所给数据:
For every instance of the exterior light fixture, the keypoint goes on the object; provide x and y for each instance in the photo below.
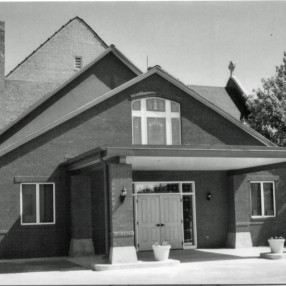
(123, 194)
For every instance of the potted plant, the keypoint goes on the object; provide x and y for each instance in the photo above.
(161, 250)
(276, 244)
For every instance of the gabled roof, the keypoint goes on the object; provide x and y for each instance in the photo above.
(219, 96)
(111, 49)
(71, 20)
(156, 70)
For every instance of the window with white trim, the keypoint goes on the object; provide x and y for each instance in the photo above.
(156, 121)
(77, 63)
(37, 203)
(262, 199)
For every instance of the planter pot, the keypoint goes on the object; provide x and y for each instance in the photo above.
(276, 245)
(161, 252)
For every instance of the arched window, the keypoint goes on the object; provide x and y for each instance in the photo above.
(156, 121)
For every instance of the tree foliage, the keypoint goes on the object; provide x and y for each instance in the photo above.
(268, 107)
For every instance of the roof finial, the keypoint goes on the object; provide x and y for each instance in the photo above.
(231, 67)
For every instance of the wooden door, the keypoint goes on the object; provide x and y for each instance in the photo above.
(148, 216)
(171, 218)
(159, 219)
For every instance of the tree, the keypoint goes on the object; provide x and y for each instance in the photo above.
(268, 107)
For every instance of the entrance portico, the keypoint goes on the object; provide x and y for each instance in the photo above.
(132, 168)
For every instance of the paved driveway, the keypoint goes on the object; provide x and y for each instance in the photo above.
(205, 266)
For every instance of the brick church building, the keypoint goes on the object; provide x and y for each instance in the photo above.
(98, 157)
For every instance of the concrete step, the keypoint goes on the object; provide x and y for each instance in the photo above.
(270, 255)
(137, 265)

给定题目: 从含有“For every instance of the wooden”的那一行开始，一直到数据末尾，把这些行全部重新写出，首尾两行也包括在内。坐标中的每个数都加上118，其余各行照原样保留。

完整回答:
For every instance of the wooden door, the keypoint goes on the object; provide x and y for each instance in the photo above.
(266, 334)
(289, 336)
(277, 337)
For every instance of the tree, the keypoint goes on the object; provide x and y for each instance in the photo above.
(386, 225)
For every instance of the entrance portico, the keypoint goes on the object; provide x and y for each instance in the photo above.
(250, 286)
For every instance of the paved driveway, the keypoint goes on the object; provide x and y for each instance in the photo above.
(323, 384)
For every instance of the brick church building, the keypoint goes on the object; provide x and y for each instance in the photo above.
(216, 275)
For every instance of the concrete step, the keypoint goes on the object; provide x and y for each instance in the photo above.
(388, 373)
(255, 383)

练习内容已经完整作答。